▶

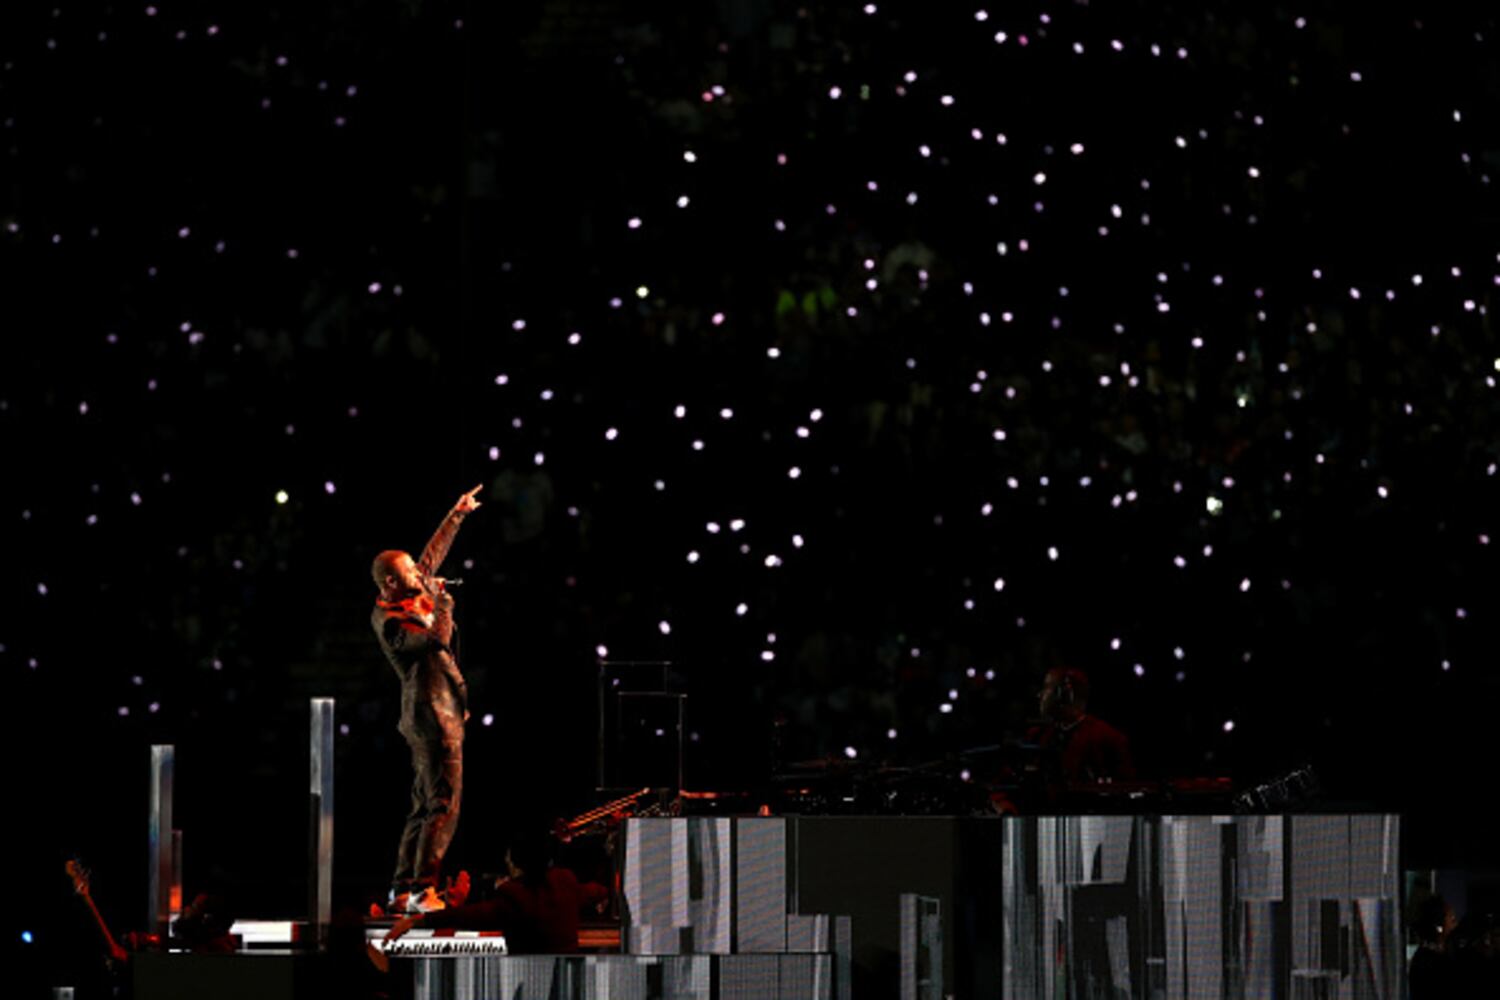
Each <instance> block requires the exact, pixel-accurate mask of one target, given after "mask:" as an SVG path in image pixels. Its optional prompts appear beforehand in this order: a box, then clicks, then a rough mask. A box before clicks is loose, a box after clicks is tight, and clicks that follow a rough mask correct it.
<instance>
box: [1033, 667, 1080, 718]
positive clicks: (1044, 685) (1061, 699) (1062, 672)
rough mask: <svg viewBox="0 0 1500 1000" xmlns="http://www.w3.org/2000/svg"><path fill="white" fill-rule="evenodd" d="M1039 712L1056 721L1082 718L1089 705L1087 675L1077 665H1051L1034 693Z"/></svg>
mask: <svg viewBox="0 0 1500 1000" xmlns="http://www.w3.org/2000/svg"><path fill="white" fill-rule="evenodd" d="M1037 700H1038V703H1040V706H1041V714H1043V715H1046V717H1047V718H1052V720H1058V721H1064V723H1065V721H1071V720H1076V718H1082V717H1083V714H1085V711H1086V709H1088V705H1089V675H1086V673H1085V672H1083V670H1079V669H1077V667H1053V669H1052V670H1049V672H1047V676H1044V678H1043V682H1041V691H1040V693H1038V694H1037Z"/></svg>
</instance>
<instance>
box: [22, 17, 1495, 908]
mask: <svg viewBox="0 0 1500 1000" xmlns="http://www.w3.org/2000/svg"><path fill="white" fill-rule="evenodd" d="M213 7H214V4H177V3H165V1H163V3H157V4H145V3H130V4H113V6H108V4H78V6H72V4H60V6H55V7H51V6H48V4H17V6H7V7H6V9H5V10H3V12H0V147H3V148H0V162H3V163H5V168H3V171H0V276H3V277H0V282H3V301H5V303H6V310H5V316H6V324H5V330H6V334H7V336H6V342H7V355H6V361H5V364H3V367H0V372H3V375H0V441H3V442H5V447H6V468H7V475H6V481H7V487H6V490H5V508H3V510H0V519H3V523H6V525H7V528H6V532H5V544H6V549H7V556H9V559H7V565H9V570H7V573H5V585H3V586H5V591H3V600H5V607H6V609H7V613H6V615H5V618H3V621H0V670H3V672H5V678H6V688H7V691H9V697H10V699H12V700H10V706H12V709H10V712H12V715H13V717H15V718H17V724H18V726H20V733H18V736H20V739H18V744H17V745H20V747H24V748H27V753H28V754H36V757H37V759H45V760H51V762H55V763H54V765H52V766H45V768H40V769H37V768H34V766H27V768H26V777H23V789H21V796H23V799H24V801H26V802H28V804H33V805H34V807H36V816H37V822H36V823H33V825H31V828H30V829H28V831H27V832H26V837H27V838H28V841H30V843H31V844H33V847H34V852H33V853H34V856H37V858H43V859H46V864H51V858H52V855H55V853H57V852H65V850H86V852H93V853H95V855H96V856H99V858H101V861H102V862H105V864H104V865H101V868H110V867H114V868H117V870H118V874H117V876H115V888H114V894H115V898H117V900H118V903H117V907H118V909H121V910H124V909H126V906H127V904H126V903H124V901H126V900H133V898H136V895H139V894H138V892H135V888H133V882H135V876H136V868H139V865H138V864H136V862H138V858H136V856H138V855H144V847H142V849H141V850H136V841H138V840H139V838H141V835H142V832H144V810H145V807H144V795H145V792H144V789H145V763H144V762H145V753H147V750H145V748H147V747H148V745H150V744H153V742H172V744H175V745H177V751H178V759H180V760H181V763H180V771H178V777H177V781H178V786H177V787H178V796H180V801H178V816H180V820H181V826H183V829H184V844H186V847H184V850H186V852H187V855H186V856H187V865H189V873H192V871H193V867H195V865H196V871H198V873H201V874H199V879H202V880H205V882H213V883H216V885H214V889H216V891H225V892H229V894H231V895H237V897H239V898H242V900H249V901H252V903H251V904H249V906H252V907H263V909H266V910H276V909H278V907H281V904H282V901H284V900H297V898H299V895H297V894H299V892H302V889H300V882H299V879H300V871H302V870H300V867H299V865H300V864H302V858H300V850H302V840H300V838H302V837H303V834H305V804H303V798H302V796H303V795H305V793H303V789H302V784H300V778H299V774H302V769H303V768H305V766H306V763H305V757H306V751H305V747H306V699H308V697H311V696H324V694H332V696H335V697H338V717H339V723H341V736H339V742H338V754H339V768H341V771H339V781H341V786H339V796H341V799H339V810H341V813H339V817H341V838H342V840H341V843H339V852H341V853H339V858H341V870H339V879H341V885H347V886H348V891H350V892H351V894H353V892H354V886H357V885H359V882H360V879H363V877H365V876H366V874H369V873H375V874H372V876H371V879H374V880H375V882H378V880H380V879H383V877H384V871H386V867H387V865H389V858H387V853H389V852H387V847H389V846H387V841H389V840H392V838H393V837H395V832H396V831H398V829H399V823H401V810H402V808H404V801H402V796H404V793H402V790H401V787H402V786H401V783H399V781H387V780H386V778H387V777H389V775H393V774H395V775H399V774H401V772H402V769H404V768H405V762H404V759H402V753H404V748H402V747H401V741H399V739H398V738H396V733H395V726H396V715H398V711H399V705H398V703H396V688H395V682H393V679H392V676H390V672H389V667H387V666H386V664H384V663H383V660H381V657H380V651H378V648H377V645H375V640H374V636H371V634H369V624H368V615H369V606H371V601H372V598H374V591H372V588H371V583H369V571H368V565H369V561H371V558H372V556H374V553H377V552H380V550H383V549H389V547H393V546H398V547H401V546H405V547H419V546H420V544H422V540H423V538H425V537H426V532H428V531H431V528H432V525H435V523H437V522H438V519H440V517H441V514H443V511H444V510H446V505H447V504H449V502H450V501H452V498H453V496H456V495H458V493H459V492H460V490H463V489H468V487H469V486H472V484H474V483H483V484H484V490H483V493H481V498H483V499H484V502H486V504H487V507H486V510H484V513H483V516H478V517H475V520H474V523H472V525H471V526H469V528H466V529H465V537H463V538H462V541H460V543H459V544H458V546H456V547H455V550H453V555H452V556H450V565H449V568H447V571H449V574H450V576H462V577H465V585H463V589H462V591H460V592H459V594H458V597H456V601H458V609H459V610H458V615H459V618H460V621H462V628H463V633H465V639H463V643H465V646H463V649H465V652H463V660H465V664H463V670H465V675H466V676H468V684H469V706H471V709H472V718H471V721H469V735H468V760H469V765H468V792H466V796H468V799H466V804H465V810H466V811H465V820H463V828H462V829H460V832H459V837H458V841H456V843H455V849H453V850H455V855H456V856H459V858H460V859H462V858H465V856H468V858H475V856H480V855H483V853H484V846H486V843H489V838H492V837H496V835H498V834H499V832H502V831H505V829H508V828H510V826H511V825H514V823H516V822H517V820H516V817H517V816H520V814H522V813H528V814H531V813H535V814H550V816H562V814H568V813H580V811H583V810H585V808H588V807H591V805H594V804H597V798H595V796H594V795H592V793H594V786H595V772H594V766H595V744H594V730H595V717H594V706H595V681H597V676H598V672H597V663H598V661H600V660H607V661H613V660H630V661H640V660H645V661H658V660H664V661H670V664H672V666H670V681H672V684H673V685H675V687H676V688H678V690H681V691H685V693H687V694H688V714H687V720H688V726H687V729H688V732H687V735H685V741H684V744H685V754H687V757H685V765H684V766H685V780H687V783H688V784H690V786H693V787H699V789H715V787H717V789H742V787H753V786H756V784H757V783H763V781H766V780H768V778H771V777H772V775H774V774H775V772H777V771H778V769H781V768H786V766H790V765H792V763H805V762H808V760H819V759H832V760H840V762H844V766H870V768H879V766H886V765H903V766H909V765H918V763H924V762H941V760H948V759H957V757H959V756H960V754H963V753H965V751H968V750H972V748H977V747H986V745H996V744H1004V742H1005V741H1010V739H1014V738H1017V736H1019V735H1022V733H1025V730H1026V727H1028V726H1029V724H1031V723H1034V721H1035V720H1034V717H1035V714H1037V690H1038V687H1040V685H1041V679H1043V675H1044V673H1046V672H1047V670H1050V669H1053V667H1059V666H1068V667H1073V669H1079V670H1085V672H1088V676H1089V678H1091V682H1092V708H1094V711H1097V712H1098V714H1100V715H1101V717H1104V718H1107V720H1110V723H1113V724H1115V726H1118V727H1119V729H1121V730H1122V732H1125V733H1127V735H1128V736H1130V739H1131V745H1133V750H1134V754H1136V763H1137V766H1139V771H1140V772H1142V774H1143V775H1154V777H1163V778H1166V777H1179V778H1196V777H1227V778H1230V780H1232V781H1233V783H1235V784H1236V786H1247V784H1256V783H1259V781H1265V780H1269V778H1274V777H1275V775H1278V774H1283V772H1286V771H1287V769H1290V768H1298V766H1305V765H1311V766H1314V768H1317V771H1319V774H1320V777H1322V784H1323V789H1325V792H1326V795H1328V796H1329V802H1331V804H1338V805H1335V807H1334V808H1343V807H1344V805H1352V807H1355V808H1383V810H1397V811H1403V813H1404V814H1407V817H1409V820H1407V823H1409V825H1407V829H1409V834H1410V837H1412V841H1410V844H1412V850H1413V858H1412V861H1413V864H1416V865H1422V864H1427V865H1433V867H1440V865H1475V864H1491V865H1493V841H1494V838H1493V834H1491V832H1490V831H1488V828H1485V826H1484V822H1482V819H1481V817H1482V805H1484V802H1485V801H1487V799H1490V798H1493V793H1494V787H1496V783H1494V763H1493V762H1494V753H1493V736H1491V732H1490V711H1491V706H1493V705H1494V699H1496V694H1497V675H1496V669H1494V649H1496V639H1497V630H1496V616H1497V610H1500V603H1497V601H1496V594H1497V586H1496V582H1494V580H1496V568H1497V564H1496V555H1494V553H1496V547H1494V546H1493V535H1494V534H1496V532H1497V531H1500V522H1497V517H1496V510H1497V499H1500V475H1497V463H1500V436H1497V435H1500V424H1497V414H1500V387H1497V379H1500V343H1497V337H1496V328H1494V324H1493V321H1491V319H1490V309H1491V307H1493V306H1494V304H1496V298H1494V292H1496V289H1497V288H1500V238H1497V235H1500V231H1497V222H1500V216H1497V199H1496V192H1494V187H1496V184H1494V177H1493V171H1497V169H1500V127H1497V121H1500V117H1497V109H1500V69H1497V67H1500V60H1497V58H1496V45H1497V43H1500V25H1497V24H1496V16H1494V13H1493V12H1485V10H1484V9H1482V7H1479V6H1473V4H1470V6H1466V4H1452V6H1451V7H1440V9H1437V10H1433V9H1428V7H1430V4H1416V3H1398V4H1385V6H1379V7H1374V6H1370V4H1353V3H1332V1H1323V3H1307V4H1304V6H1301V7H1299V6H1289V4H1248V3H1227V1H1217V3H1206V4H1163V3H1140V1H1130V3H1098V1H1097V3H1082V1H1062V0H1059V1H1052V3H1025V4H995V6H993V7H990V9H986V6H984V4H981V3H972V4H953V6H951V4H921V3H906V1H901V3H885V1H882V3H871V4H859V3H843V4H816V3H808V4H802V6H799V4H795V3H784V1H781V0H720V1H718V3H714V4H681V7H682V9H676V6H670V9H669V6H667V4H646V3H631V1H627V0H616V1H597V3H565V1H561V0H549V1H546V3H507V4H468V3H420V1H417V0H405V1H402V3H389V4H365V3H333V4H275V3H273V4H269V6H261V7H257V9H254V10H251V9H249V7H245V4H226V6H223V7H222V9H217V10H214V9H213ZM242 7H245V9H242ZM1487 844H1488V849H1487V847H1485V846H1487ZM1485 850H1488V852H1490V856H1488V861H1487V858H1485ZM58 858H60V855H58ZM58 867H60V862H58ZM42 874H51V873H42ZM37 877H39V879H40V877H42V876H40V874H39V876H37ZM107 888H108V886H107ZM132 894H133V895H132Z"/></svg>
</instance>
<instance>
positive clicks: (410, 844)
mask: <svg viewBox="0 0 1500 1000" xmlns="http://www.w3.org/2000/svg"><path fill="white" fill-rule="evenodd" d="M407 742H408V744H410V745H411V769H413V772H414V777H413V783H411V811H410V813H408V814H407V826H405V829H404V831H402V832H401V849H399V850H398V852H396V874H395V876H393V877H392V883H393V885H396V886H404V885H410V883H413V882H416V883H426V885H435V883H437V882H438V871H440V870H441V868H443V855H446V853H447V850H449V843H450V841H452V840H453V832H455V829H458V825H459V801H460V799H462V795H463V730H462V729H459V735H458V739H452V738H449V739H435V741H422V739H413V738H410V736H408V739H407Z"/></svg>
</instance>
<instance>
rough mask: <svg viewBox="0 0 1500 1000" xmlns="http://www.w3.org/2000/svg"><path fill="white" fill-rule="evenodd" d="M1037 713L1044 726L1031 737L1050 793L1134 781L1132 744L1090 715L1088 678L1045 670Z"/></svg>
mask: <svg viewBox="0 0 1500 1000" xmlns="http://www.w3.org/2000/svg"><path fill="white" fill-rule="evenodd" d="M1038 708H1041V714H1043V718H1044V720H1047V721H1046V723H1044V724H1043V726H1038V727H1034V729H1032V730H1031V733H1029V738H1031V739H1032V741H1034V742H1035V744H1037V747H1038V748H1040V750H1041V762H1043V777H1044V780H1046V783H1047V786H1049V789H1050V790H1052V792H1053V793H1059V792H1062V790H1065V789H1068V787H1077V786H1088V784H1094V783H1100V781H1134V778H1136V763H1134V762H1133V760H1131V753H1130V741H1127V739H1125V735H1124V733H1122V732H1121V730H1118V729H1115V727H1113V726H1110V724H1109V723H1106V721H1104V720H1101V718H1098V717H1095V715H1089V675H1086V673H1085V672H1083V670H1079V669H1074V667H1056V669H1053V670H1049V672H1047V676H1046V678H1044V679H1043V688H1041V691H1040V694H1038Z"/></svg>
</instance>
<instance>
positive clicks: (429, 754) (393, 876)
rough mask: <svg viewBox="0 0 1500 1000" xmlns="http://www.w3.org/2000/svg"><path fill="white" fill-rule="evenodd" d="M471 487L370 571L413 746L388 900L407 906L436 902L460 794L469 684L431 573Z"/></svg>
mask: <svg viewBox="0 0 1500 1000" xmlns="http://www.w3.org/2000/svg"><path fill="white" fill-rule="evenodd" d="M480 489H483V487H478V486H475V487H474V489H471V490H469V492H468V493H463V495H462V496H460V498H459V501H458V504H455V505H453V510H450V511H449V516H447V517H444V519H443V523H441V525H440V526H438V531H437V532H435V534H434V535H432V540H431V541H428V547H426V549H423V550H422V558H420V559H416V561H413V558H411V556H410V555H408V553H405V552H401V550H396V549H387V550H386V552H383V553H380V555H378V556H375V562H374V565H372V567H371V573H372V576H374V577H375V586H378V588H380V597H378V598H377V601H375V610H374V612H372V613H371V624H372V625H374V627H375V634H377V636H378V637H380V645H381V649H383V651H384V652H386V658H387V660H390V666H393V667H395V669H396V676H399V678H401V724H399V726H398V729H399V730H401V735H402V736H405V738H407V744H408V745H410V747H411V768H413V771H414V772H416V778H414V780H413V783H411V813H410V814H408V816H407V828H405V829H404V831H402V835H401V849H399V852H398V853H396V874H395V876H393V877H392V903H393V904H395V903H396V901H398V900H399V897H401V895H402V894H410V895H408V906H410V907H419V906H425V907H438V906H441V903H440V901H438V900H437V891H435V886H437V882H438V871H440V868H441V867H443V855H444V853H446V852H447V849H449V843H450V841H452V840H453V831H455V829H456V826H458V822H459V801H460V798H462V793H463V723H466V721H468V688H466V687H465V684H463V675H462V673H459V664H458V657H456V648H458V636H456V630H455V625H453V595H452V594H449V591H447V586H446V580H443V579H441V577H438V576H437V573H438V567H441V565H443V558H444V556H446V555H449V547H450V546H452V544H453V537H455V535H458V531H459V525H462V523H463V519H465V517H466V516H468V514H469V511H475V510H478V507H480V504H478V501H477V499H474V495H475V493H478V492H480Z"/></svg>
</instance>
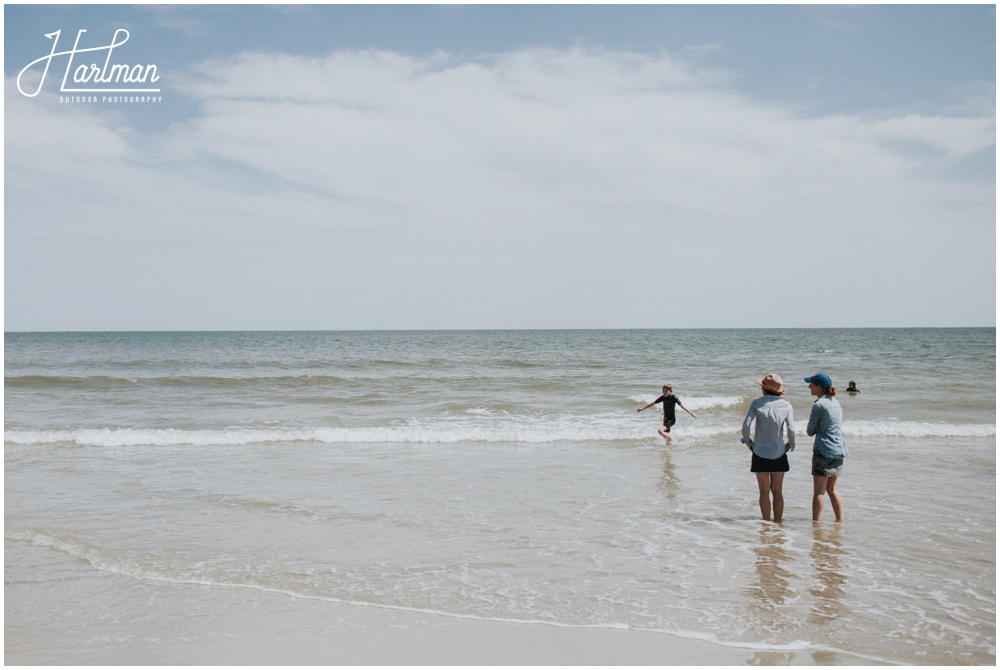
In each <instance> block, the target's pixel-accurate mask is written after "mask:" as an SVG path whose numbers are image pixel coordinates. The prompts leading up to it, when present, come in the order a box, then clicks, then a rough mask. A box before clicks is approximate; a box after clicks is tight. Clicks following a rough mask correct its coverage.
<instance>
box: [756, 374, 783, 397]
mask: <svg viewBox="0 0 1000 670" xmlns="http://www.w3.org/2000/svg"><path fill="white" fill-rule="evenodd" d="M757 383H758V384H760V387H761V388H762V389H764V390H766V391H773V392H774V393H779V394H782V393H788V391H786V390H785V387H784V386H782V385H781V377H779V376H778V375H767V376H766V377H764V378H763V379H758V380H757Z"/></svg>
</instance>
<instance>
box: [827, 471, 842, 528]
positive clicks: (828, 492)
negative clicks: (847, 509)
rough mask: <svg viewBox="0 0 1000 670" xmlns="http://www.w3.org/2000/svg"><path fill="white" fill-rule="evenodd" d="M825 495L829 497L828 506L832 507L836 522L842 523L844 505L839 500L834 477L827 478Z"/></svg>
mask: <svg viewBox="0 0 1000 670" xmlns="http://www.w3.org/2000/svg"><path fill="white" fill-rule="evenodd" d="M826 493H827V495H829V496H830V506H831V507H833V515H834V516H835V517H836V518H837V521H843V520H844V503H843V501H842V500H841V499H840V493H839V492H838V491H837V478H836V477H827V482H826Z"/></svg>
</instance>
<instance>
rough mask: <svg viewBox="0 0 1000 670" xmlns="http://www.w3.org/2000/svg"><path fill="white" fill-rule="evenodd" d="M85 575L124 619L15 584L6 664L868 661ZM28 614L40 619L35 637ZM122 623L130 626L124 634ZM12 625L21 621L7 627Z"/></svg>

◀

* _How to complete this task_: Repeat everything from the start of the material above down to and including the line that contains "positive clicks: (1044, 685)", leaving the pictures out.

* _Exercise answer_:
Each <instance> block requires the exact, pixel-accurate mask of one target, given after "mask:" as an SVG path in image pixels. Its optional prompts appear beforehand in this order: a box, then clicks, then a rough mask. A box before clicks is loose, a box after clicks is tight, and clicks that follow a rough mask correct it.
<instance>
box: [1033, 667, 1080, 718]
positive clicks: (1044, 685) (1061, 699) (1062, 672)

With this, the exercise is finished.